Text shown:
=-=-=
Dominic Odipo

Beyond the ANC-related headlines that have defined South Africa for us over the last few months, there appears to be an amazing tale of government neglect or incompetence that could lead to the loss of millions of lives.

This stems from a 1999 decision by then President Thabo Mbeki to ignore scientific evidence and declare available HIV-Aids drugs toxic and dangerous.

According to a study released last month by the US-based Harvard School of Public Health, more than 330,000 lives were lost in that country between 2000 and 2005 because a feasible and timely anti-retroviral drugs treatment programme was not implemented by Mbeki’s government.

The study, conducted by a Zimbabwean doctor, Pride Chigwedere, also asserts that, over the same period, about 35,000 babies were born with the Aids-causing virus because a relatively simple prevention programme was not implemented.

The study, which has been published online, states that if a simple and feasible mother-to-child transmission prophylaxis programme using an anti-Aids drug called nevirapine had been implemented, many of those children would almost certainly not have been born with HIV.

According to United Nations sources, about 19 of every 100 South Africans are infected with HIV, translating into about 5.5 million people altogether. But given policies such as these, it is safe to assume that hundreds of thousands of them could eventually succumb to the disease.

According to Chigwedere’s study, nevirapine — the Aids drug whose use Mbeki’s government restricted to just a few pilot locations —had been offered free by an international pharmaceutical company.

As if all this was not enough, the South African government went further and blocked funds from the Global Fund to Fight Aids, Tuberculosis and Malaria for more than a year.

These funds had been awarded to the South African Province of KwaZulu Natal which, incidentally, also happens to be the home province of Mbeki’s main political opponent, Jacob Zuma.

Blame

While not directly apportioning blame or responsibility, the study leaves little doubt that government action or inaction had a direct impact on the thousands, if not millions, of "person-years" lost in South Africa.

Even though there continues to be a lively international debate on the real origins of the Aids-causing virus, there is now hardly any debate about the fact that the disease can be reasonably well managed over time.

There is also hardly any further debate about which drugs are most effective in this management regime and their major side effects.

Ignorance

There is also one cardinal point on which there is and has never been any debate; If Aids is not managed somehow, it will kill the patient sooner or later as there is still no cure.

South Africa is not alone. When Aids first struck in this country in the early 1980s, the government of the day pretended that the disease was not as serious a threat to national security as some people were claiming.

When top government officials succumbed to the disease, the official notices of their passing made no reference to the real cause of death.

Officially, these officials who had passed on as a result of assorted Aids complications were reported to have died of a "long illness bravely borne".

The result of this ignorance or neglect was catastrophic. Hundreds of thousands of our people were struck down by this disease. Even though the government later changed its entire approach to the Aids pandemic, it already was, as the Irish would say, "too late to sharpen the sword when the trumpet calls for battle".

Across our western border, the government of President Yoweri Museveni took a radically different, almost revolutionary approach to the whole Aids question. The disease was quickly recognised for what it was and immediate preventive measures taken. Today, Aids is no longer big news in Uganda. It has been reduced to the status of any ordinary disease.

Scot-Free

Whatever motivated the actions or omissions of the South African government is not the real issue here. The real issues can be reduced to two questions:

If government actions or failures lead directly to so much death and suffering, should the leaders of such governments walk away scot-free?

And, two, what mechanisms can be put in place to ensure that no government, anywhere ever makes such stupendous, systemic mistakes?

The writer is a lecturer and consultant in Nairobi.
=-=-=
Data listing:
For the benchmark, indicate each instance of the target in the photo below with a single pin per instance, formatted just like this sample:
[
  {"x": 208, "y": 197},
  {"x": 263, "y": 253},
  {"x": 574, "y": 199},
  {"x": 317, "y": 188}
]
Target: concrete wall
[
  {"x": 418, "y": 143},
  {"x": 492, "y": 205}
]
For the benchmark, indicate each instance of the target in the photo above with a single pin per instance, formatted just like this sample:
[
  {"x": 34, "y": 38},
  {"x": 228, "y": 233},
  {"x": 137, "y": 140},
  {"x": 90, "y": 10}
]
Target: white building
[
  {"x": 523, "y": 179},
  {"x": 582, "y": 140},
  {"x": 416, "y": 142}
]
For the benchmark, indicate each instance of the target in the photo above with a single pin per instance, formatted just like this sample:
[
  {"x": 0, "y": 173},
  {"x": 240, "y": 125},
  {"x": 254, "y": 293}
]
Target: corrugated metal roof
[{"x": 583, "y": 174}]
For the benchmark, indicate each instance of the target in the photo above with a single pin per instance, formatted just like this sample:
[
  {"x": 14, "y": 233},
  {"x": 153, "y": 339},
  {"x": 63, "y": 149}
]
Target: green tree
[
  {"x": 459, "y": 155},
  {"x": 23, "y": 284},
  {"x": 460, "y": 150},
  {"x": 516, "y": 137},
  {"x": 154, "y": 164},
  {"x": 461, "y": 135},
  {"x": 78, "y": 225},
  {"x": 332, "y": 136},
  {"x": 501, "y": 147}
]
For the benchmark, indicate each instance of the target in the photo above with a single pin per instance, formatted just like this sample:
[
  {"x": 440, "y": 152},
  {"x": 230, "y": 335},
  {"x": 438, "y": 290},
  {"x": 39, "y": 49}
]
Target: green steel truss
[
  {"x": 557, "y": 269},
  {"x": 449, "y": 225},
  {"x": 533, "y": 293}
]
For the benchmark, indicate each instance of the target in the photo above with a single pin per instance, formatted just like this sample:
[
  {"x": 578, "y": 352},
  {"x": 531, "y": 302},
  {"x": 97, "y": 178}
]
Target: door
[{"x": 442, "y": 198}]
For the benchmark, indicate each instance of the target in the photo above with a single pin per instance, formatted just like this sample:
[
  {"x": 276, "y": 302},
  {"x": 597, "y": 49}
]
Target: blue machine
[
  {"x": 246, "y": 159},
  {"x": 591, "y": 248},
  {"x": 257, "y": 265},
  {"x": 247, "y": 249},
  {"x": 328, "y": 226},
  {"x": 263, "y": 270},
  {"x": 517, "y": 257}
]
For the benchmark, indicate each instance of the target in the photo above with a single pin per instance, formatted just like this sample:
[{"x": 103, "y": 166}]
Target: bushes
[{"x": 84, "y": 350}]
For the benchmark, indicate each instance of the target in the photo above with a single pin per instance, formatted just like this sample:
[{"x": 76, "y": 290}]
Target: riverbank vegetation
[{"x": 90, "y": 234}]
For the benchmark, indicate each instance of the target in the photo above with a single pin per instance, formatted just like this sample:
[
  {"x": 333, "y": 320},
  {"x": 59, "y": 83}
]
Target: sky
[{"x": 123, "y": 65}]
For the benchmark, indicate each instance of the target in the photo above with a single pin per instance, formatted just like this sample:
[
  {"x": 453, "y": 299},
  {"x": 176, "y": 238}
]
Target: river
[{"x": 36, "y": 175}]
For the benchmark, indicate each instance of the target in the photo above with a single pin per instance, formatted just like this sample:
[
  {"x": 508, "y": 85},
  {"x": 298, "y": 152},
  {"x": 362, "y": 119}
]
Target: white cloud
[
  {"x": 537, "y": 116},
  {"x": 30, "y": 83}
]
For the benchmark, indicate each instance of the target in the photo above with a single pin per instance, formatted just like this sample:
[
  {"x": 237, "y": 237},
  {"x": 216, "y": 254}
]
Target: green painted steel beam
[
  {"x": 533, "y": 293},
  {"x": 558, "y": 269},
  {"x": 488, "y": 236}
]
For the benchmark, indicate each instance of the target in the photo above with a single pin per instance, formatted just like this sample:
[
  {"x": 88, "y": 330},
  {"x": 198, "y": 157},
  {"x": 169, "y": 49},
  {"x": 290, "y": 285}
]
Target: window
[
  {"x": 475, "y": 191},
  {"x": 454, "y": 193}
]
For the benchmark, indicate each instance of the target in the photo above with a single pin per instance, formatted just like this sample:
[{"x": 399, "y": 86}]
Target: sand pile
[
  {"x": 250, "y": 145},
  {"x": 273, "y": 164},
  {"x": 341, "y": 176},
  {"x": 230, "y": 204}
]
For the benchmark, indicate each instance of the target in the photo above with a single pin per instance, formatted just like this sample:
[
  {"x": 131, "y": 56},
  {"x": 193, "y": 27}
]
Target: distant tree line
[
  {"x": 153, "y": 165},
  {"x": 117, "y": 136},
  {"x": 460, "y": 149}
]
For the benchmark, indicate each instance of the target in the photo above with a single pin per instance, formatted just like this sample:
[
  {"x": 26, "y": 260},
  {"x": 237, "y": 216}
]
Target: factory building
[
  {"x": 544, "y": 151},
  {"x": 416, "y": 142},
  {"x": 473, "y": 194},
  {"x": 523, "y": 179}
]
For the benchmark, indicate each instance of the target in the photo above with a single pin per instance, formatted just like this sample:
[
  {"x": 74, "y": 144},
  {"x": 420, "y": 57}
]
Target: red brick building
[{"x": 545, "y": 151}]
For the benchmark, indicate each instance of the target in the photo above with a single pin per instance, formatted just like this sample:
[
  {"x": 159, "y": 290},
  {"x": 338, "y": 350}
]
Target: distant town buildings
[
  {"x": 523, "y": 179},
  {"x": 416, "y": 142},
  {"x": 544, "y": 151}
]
=-=-=
Questions to answer:
1. Please return the part of the AIDS policy article that opens with the words containing "While not directly" and closes with "major side effects.".
2. For each statement below, say yes or no to whether the AIDS policy article agrees, and quote the deciding words from the AIDS policy article. (a) The study released by the Harvard School of Public Health was conducted by a Zimbabwean doctor. (b) An international pharmaceutical company sold nevirapine to South Africa at a reduced price. (c) The blocked funds from the Global Fund had been awarded to the province of Western Cape.

Per-task outputs:
1.
While not directly apportioning blame or responsibility, the study leaves little doubt that government action or inaction had a direct impact on the thousands, if not millions, of "person-years" lost in South Africa.

Even though there continues to be a lively international debate on the real origins of the Aids-causing virus, there is now hardly any debate about the fact that the disease can be reasonably well managed over time.

There is also hardly any further debate about which drugs are most effective in this management regime and their major side effects.

2.
(a) Yes: "The study, conducted by a Zimbabwean doctor, Pride Chigwedere"
(b) No: "had been offered free by an international pharmaceutical company"
(c) No: "These funds had been awarded to the South African Province of KwaZulu Natal"